• **Exercise**: Rewrite everything from the line containing "Kindly provide the mask of every instance of the number" down to the end of the rows, switching "Kindly" to "Please" and keeping all else unchanged. Leave the pictures out of the answer.

[Annotation rows]
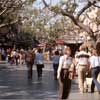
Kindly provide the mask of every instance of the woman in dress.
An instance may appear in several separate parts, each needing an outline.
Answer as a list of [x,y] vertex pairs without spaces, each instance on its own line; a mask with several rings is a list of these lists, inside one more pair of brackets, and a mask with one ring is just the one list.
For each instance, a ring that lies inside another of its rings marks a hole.
[[[59,67],[57,71],[57,79],[59,80],[59,100],[68,98],[72,79],[72,77],[69,77],[69,75],[70,72],[74,72],[74,66],[72,64],[71,57],[71,49],[69,47],[66,47],[64,48],[63,53],[63,56],[60,57]],[[70,66],[72,68],[69,72]]]

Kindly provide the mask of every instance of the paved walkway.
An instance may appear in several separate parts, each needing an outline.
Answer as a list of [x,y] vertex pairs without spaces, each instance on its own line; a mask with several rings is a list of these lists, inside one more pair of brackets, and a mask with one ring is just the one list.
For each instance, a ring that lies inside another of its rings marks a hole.
[[[5,66],[4,66],[5,65]],[[46,63],[42,81],[37,80],[33,67],[33,80],[27,79],[26,66],[0,64],[0,99],[57,100],[58,82],[53,79],[51,63]],[[80,94],[77,79],[72,83],[69,100],[100,100],[97,92]]]

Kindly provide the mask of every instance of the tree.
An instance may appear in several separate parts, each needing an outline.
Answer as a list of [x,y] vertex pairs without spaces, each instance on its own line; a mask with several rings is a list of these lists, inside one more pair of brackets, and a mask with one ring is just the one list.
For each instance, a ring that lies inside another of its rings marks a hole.
[[0,0],[0,28],[17,23],[21,10],[35,0]]
[[[60,6],[57,5],[53,7],[48,5],[45,0],[42,0],[42,1],[45,7],[47,7],[49,10],[55,12],[56,14],[62,14],[63,16],[69,17],[76,26],[78,26],[80,29],[87,32],[91,36],[91,38],[96,40],[95,33],[99,30],[93,31],[89,25],[84,24],[84,19],[86,17],[89,17],[89,16],[86,16],[88,15],[87,14],[88,12],[91,12],[95,8],[98,8],[98,9],[100,8],[98,4],[99,0],[87,0],[87,2],[85,0],[83,7],[81,9],[78,8],[79,2],[77,2],[77,0],[66,0],[65,2],[62,2]],[[83,16],[84,18],[82,19]]]

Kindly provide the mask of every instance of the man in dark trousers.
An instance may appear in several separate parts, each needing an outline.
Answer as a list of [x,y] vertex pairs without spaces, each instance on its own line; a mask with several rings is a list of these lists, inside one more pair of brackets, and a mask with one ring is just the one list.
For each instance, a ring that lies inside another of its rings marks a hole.
[[33,64],[34,64],[34,53],[32,50],[28,50],[26,53],[26,64],[28,68],[28,79],[32,79],[33,74]]

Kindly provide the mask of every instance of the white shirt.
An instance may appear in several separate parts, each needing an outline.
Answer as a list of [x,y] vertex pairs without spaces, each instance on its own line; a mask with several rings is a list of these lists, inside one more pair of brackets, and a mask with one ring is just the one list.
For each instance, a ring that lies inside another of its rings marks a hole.
[[100,56],[91,56],[89,61],[92,68],[100,66]]
[[78,59],[78,65],[88,65],[89,59],[86,57],[80,57]]
[[61,69],[68,69],[72,64],[72,57],[68,57],[67,55],[63,55],[60,57],[59,60],[59,67],[58,67],[58,76],[60,75]]

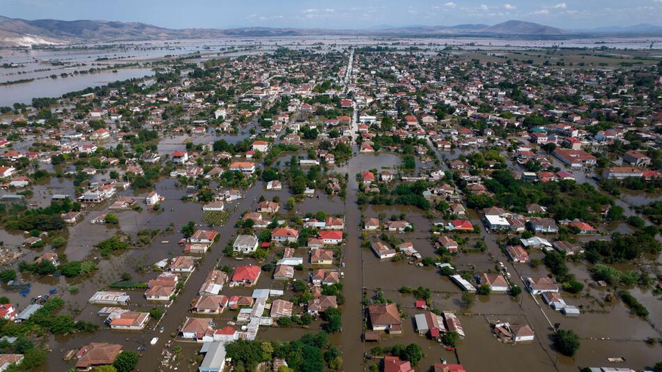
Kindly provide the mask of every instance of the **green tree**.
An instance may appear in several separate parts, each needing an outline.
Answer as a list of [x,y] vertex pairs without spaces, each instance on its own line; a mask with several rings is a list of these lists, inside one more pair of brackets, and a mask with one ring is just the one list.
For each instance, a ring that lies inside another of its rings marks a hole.
[[0,271],[0,281],[7,283],[10,280],[16,280],[16,272],[13,269]]
[[137,364],[138,355],[133,351],[124,350],[115,358],[113,366],[117,369],[117,372],[131,372]]
[[579,336],[572,330],[558,330],[553,338],[554,347],[564,355],[572,357],[579,350]]

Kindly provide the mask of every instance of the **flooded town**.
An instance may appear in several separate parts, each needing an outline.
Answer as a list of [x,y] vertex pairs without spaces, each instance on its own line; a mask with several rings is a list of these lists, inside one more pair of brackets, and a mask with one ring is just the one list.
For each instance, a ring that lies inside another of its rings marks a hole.
[[662,371],[662,50],[596,40],[0,49],[0,371]]

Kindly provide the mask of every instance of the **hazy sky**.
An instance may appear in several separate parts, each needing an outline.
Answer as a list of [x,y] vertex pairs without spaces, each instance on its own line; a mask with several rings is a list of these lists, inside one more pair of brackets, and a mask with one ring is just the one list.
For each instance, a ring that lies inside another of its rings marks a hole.
[[582,29],[662,25],[662,0],[0,0],[0,15],[142,22],[169,28],[360,29],[520,20]]

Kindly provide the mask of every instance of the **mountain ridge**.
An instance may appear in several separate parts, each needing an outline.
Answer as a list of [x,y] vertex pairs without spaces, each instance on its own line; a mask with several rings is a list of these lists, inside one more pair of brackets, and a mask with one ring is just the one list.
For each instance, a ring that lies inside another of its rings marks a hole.
[[214,38],[221,37],[278,37],[321,35],[374,36],[510,36],[558,37],[579,34],[640,33],[662,35],[662,26],[649,24],[625,27],[563,30],[534,22],[509,20],[494,25],[463,24],[454,26],[392,26],[366,29],[328,29],[295,27],[236,27],[229,29],[168,29],[143,22],[77,20],[28,20],[0,15],[0,45],[70,44],[84,42],[128,41],[149,39]]

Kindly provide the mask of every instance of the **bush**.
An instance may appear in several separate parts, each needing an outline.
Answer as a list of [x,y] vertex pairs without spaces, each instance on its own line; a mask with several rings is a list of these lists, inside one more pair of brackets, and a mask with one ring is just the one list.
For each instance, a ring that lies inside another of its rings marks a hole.
[[623,302],[625,303],[630,308],[630,310],[632,310],[632,312],[635,313],[637,316],[640,316],[642,318],[646,318],[648,316],[648,309],[646,309],[646,307],[641,304],[636,298],[634,297],[632,295],[628,293],[627,292],[621,293],[621,300],[623,300]]
[[553,337],[554,347],[564,355],[572,357],[579,350],[579,337],[571,330],[559,330]]

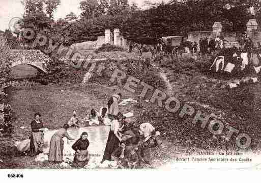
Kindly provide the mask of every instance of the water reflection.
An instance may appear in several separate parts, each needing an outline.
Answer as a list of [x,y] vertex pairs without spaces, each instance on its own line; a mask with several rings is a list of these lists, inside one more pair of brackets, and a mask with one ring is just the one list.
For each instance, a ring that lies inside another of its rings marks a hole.
[[[88,133],[88,140],[90,146],[88,148],[89,154],[92,161],[100,162],[102,159],[103,153],[106,146],[107,139],[109,134],[110,127],[108,126],[90,126],[80,128],[69,128],[68,133],[78,140],[82,132]],[[50,141],[52,135],[56,130],[49,131],[44,134],[44,152],[49,153]],[[75,151],[72,149],[72,145],[76,140],[68,140],[64,138],[64,160],[65,161],[72,161],[73,160]]]

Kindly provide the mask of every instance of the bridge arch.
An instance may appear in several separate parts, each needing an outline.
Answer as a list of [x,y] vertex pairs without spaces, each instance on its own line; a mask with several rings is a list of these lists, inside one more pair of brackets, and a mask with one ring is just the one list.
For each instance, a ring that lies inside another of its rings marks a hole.
[[33,65],[33,64],[32,64],[32,63],[18,63],[18,64],[12,64],[12,65],[11,66],[11,68],[12,68],[12,67],[14,67],[14,66],[16,66],[17,65],[30,65],[30,66],[33,67],[34,68],[36,69],[38,72],[40,72],[40,73],[47,73],[48,72],[46,71],[46,70],[44,69],[43,67],[39,67],[38,66],[36,66],[35,65]]
[[18,65],[26,64],[31,66],[39,72],[48,73],[46,69],[46,63],[51,61],[51,59],[40,50],[12,49],[11,51],[15,56],[11,63],[11,68]]

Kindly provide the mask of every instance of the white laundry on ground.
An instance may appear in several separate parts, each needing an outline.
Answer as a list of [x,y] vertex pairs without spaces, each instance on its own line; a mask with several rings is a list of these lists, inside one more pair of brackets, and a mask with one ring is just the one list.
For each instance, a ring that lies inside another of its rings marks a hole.
[[228,62],[226,66],[226,67],[225,68],[225,69],[224,70],[224,71],[228,72],[229,73],[231,73],[231,71],[234,67],[235,67],[235,64],[233,64],[230,62]]
[[245,69],[246,65],[248,65],[248,58],[247,58],[247,53],[242,53],[240,57],[243,59],[241,65],[241,70]]
[[228,85],[229,85],[230,88],[237,88],[237,87],[236,83],[229,83],[228,84]]
[[46,163],[48,162],[48,158],[47,154],[44,154],[43,153],[41,153],[36,156],[36,158],[35,159],[35,161],[36,162],[40,163]]
[[21,152],[25,152],[30,148],[30,139],[25,139],[16,145],[17,150]]
[[124,114],[123,116],[125,116],[126,118],[130,118],[131,117],[132,117],[134,115],[133,115],[133,113],[129,112],[128,113]]
[[[216,72],[217,72],[219,70],[223,70],[224,68],[224,65],[225,64],[225,57],[224,56],[218,56],[217,57],[210,67],[210,70],[211,70],[212,67],[216,64]],[[219,69],[219,64],[222,64],[222,68],[221,70]]]
[[137,100],[134,99],[133,98],[127,98],[123,99],[123,101],[119,104],[121,106],[126,106],[129,104],[129,103],[136,103],[137,102]]
[[255,67],[255,66],[253,66],[253,67],[254,67],[254,69],[255,69],[255,72],[256,72],[256,73],[258,73],[260,72],[260,69],[261,69],[261,65],[258,67]]

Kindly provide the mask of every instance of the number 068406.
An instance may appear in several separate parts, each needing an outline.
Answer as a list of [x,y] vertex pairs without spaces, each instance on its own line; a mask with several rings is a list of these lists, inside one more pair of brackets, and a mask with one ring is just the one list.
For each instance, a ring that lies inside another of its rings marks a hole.
[[8,178],[23,178],[22,174],[8,174]]

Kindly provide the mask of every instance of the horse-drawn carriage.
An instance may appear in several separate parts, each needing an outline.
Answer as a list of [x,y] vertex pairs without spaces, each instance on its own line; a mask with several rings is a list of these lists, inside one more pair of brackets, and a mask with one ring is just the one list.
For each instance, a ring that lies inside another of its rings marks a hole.
[[[192,43],[190,41],[185,41],[183,36],[163,37],[158,40],[160,43],[165,45],[166,48],[164,51],[172,56],[182,54],[183,53],[190,52],[193,49]],[[185,48],[187,48],[188,50],[186,51]]]

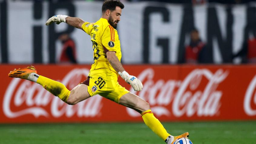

• **Completed exercise**:
Please provide the mask of every instance of the number 068406.
An instance may appear in several separate parts, each needing an outline.
Answer as a list of [x,y] vertex pairs without spaces, each instance on its own line; a mask with several rings is a list of these lists, inside one more pair of brackets, and a mask with one ring is just the one list.
For each instance, a ring that lies inside another of its rings marks a hole.
[[8,178],[23,178],[22,174],[8,174]]

Please provide the mask of every instance of the horse-drawn carriage.
An instance may appear in several separate parts, each needing an outline.
Answer as a list of [x,y] vertex pairs without spaces, each instance on its own line; a mask with several rings is a list of these lists, inside one more pair of brackets, and a mask with one ring is just the one list.
For each instance, a ring that lies inside another of its rings marks a hole.
[[[192,43],[190,41],[185,41],[183,36],[163,37],[158,40],[160,43],[165,45],[166,48],[164,51],[172,56],[182,54],[183,53],[190,52],[193,49]],[[185,48],[187,48],[188,50],[186,51]]]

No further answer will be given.